* **GIVEN TEXT**:

•••

2013 was a whirlwind of awesomer moments and a LOT of inner self-discovery, and for that I'm grateful. But this next year will be very different for our little family, the blog and me especially. I'm not sure if it's the fact that I'm getting older, or that I just feel like time is moving MUCH too fast, but I've decided that I'm consciously making the effort, for at least the next 12 months, to just be... Still.
Only in our stillness, can we truly comprehend all the awesomeness God has granted us.
photos from our recent family trip to Cancun, that we FINALLY took!
My one little word (OLW) for 2014, is STILL.
For the past little while I've chosen a single word at the beginning of each new year that helps me to stay tuned in to what thing(s) I want to work the most on.
This time around, as I sat quietly on a beautiful beach in Cancun, unplugged, watching my most favorite people in the whole world wander up and down the shore without a care in the world, I determined that it's easy for me to be the girl with lots on my plate, mind and to-do list; but not-so-easy to be the one who says "no" to people or "thanks, but no thanks" when opportunities arise.

•••

* **DATA SECTION**:
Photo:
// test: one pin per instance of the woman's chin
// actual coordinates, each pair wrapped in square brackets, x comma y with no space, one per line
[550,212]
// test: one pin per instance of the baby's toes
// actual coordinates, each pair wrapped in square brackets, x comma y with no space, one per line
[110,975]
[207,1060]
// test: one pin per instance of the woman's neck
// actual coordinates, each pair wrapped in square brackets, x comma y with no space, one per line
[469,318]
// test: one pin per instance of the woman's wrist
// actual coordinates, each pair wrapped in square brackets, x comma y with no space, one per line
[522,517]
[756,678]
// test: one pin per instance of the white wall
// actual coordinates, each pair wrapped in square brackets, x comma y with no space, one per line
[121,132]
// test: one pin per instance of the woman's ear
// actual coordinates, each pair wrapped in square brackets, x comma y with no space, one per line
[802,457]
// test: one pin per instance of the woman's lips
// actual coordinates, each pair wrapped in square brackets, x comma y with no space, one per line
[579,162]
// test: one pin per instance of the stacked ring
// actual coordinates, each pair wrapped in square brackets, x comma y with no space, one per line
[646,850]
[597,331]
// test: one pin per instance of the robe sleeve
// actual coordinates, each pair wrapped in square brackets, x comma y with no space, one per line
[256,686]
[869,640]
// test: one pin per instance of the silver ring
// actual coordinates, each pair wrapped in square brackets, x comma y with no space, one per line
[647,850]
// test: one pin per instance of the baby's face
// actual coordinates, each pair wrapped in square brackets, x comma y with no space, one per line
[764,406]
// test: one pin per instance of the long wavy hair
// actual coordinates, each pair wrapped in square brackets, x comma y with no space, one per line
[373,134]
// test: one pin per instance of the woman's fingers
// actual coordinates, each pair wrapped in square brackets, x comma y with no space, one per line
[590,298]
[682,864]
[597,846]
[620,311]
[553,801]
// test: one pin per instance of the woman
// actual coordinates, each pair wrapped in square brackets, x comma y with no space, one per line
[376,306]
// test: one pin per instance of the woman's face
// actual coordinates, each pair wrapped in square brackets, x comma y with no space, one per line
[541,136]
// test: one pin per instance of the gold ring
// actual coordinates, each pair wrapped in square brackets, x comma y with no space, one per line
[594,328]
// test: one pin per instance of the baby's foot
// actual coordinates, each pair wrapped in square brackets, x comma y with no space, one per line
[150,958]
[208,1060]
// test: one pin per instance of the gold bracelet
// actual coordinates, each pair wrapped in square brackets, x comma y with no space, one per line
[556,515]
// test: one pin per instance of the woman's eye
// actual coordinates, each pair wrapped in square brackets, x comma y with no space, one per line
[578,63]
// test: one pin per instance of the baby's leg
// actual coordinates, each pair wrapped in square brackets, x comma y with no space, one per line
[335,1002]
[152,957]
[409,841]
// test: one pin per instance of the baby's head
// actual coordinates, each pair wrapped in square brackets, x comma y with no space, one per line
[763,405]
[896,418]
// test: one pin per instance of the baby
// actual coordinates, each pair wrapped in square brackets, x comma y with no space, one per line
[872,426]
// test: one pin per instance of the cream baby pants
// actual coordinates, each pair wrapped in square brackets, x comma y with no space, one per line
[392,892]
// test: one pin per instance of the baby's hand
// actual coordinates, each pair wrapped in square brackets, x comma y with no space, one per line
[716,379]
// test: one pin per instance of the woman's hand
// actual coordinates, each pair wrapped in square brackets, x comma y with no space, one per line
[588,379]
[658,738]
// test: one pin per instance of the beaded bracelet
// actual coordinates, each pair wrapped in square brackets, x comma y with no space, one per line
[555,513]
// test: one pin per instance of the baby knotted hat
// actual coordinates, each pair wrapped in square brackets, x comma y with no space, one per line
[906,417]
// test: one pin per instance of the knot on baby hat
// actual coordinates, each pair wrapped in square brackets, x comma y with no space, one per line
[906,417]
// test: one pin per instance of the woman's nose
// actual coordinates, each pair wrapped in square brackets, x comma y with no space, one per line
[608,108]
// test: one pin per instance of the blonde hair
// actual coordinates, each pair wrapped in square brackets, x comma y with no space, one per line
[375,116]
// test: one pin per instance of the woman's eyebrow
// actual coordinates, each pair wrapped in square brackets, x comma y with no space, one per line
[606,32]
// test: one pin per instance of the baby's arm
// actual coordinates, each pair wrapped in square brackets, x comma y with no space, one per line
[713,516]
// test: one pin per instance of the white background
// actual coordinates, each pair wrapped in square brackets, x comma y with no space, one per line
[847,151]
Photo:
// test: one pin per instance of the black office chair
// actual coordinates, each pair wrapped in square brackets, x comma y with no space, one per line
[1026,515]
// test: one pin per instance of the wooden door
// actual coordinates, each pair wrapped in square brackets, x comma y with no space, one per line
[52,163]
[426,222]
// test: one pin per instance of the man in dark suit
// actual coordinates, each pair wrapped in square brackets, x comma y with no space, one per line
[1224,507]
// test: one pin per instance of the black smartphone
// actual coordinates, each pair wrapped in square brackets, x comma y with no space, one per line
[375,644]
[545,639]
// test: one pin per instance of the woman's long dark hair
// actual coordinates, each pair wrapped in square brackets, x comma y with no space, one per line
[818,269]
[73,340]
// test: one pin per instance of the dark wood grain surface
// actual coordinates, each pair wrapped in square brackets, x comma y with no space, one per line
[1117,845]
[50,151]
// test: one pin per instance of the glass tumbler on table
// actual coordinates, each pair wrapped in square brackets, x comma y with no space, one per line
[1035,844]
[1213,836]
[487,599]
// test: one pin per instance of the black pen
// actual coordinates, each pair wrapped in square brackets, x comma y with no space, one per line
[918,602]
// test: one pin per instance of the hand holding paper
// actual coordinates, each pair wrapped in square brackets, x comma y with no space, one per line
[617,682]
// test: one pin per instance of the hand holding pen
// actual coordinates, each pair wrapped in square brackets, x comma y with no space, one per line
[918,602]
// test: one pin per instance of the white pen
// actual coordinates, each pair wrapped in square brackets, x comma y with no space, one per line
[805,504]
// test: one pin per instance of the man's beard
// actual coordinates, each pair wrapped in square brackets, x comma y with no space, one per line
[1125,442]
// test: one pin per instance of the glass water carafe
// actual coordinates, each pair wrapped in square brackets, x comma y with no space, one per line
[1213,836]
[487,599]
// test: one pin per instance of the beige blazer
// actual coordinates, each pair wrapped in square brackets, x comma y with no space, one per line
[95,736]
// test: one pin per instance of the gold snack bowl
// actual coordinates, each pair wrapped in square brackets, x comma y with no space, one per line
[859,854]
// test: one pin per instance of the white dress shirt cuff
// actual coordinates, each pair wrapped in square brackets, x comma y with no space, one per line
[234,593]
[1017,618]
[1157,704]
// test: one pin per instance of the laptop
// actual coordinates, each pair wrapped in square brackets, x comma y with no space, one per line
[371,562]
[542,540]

•••

* **PROBLEMS AND TASKS**:
A: From the blog post, quote the passage that begins with the words containing "For the past" and ends with "when opportunities arise.".
B: Answer these questions using the blog post:
(i) What single word does the writer choose for 2014?
(ii) Where was the writer sitting when making this decision?
(iii) For at least how long does the writer plan to make the effort to be still?

* **RESULTS FOR THE EXERCISE**:
A:
For the past little while I've chosen a single word at the beginning of each new year that helps me to stay tuned in to what thing(s) I want to work the most on.
This time around, as I sat quietly on a beautiful beach in Cancun, unplugged, watching my most favorite people in the whole world wander up and down the shore without a care in the world, I determined that it's easy for me to be the girl with lots on my plate, mind and to-do list; but not-so-easy to be the one who says "no" to people or "thanks, but no thanks" when opportunities arise.

B:
(i) STILL
(ii) On a beach in Cancun
(iii) The next 12 months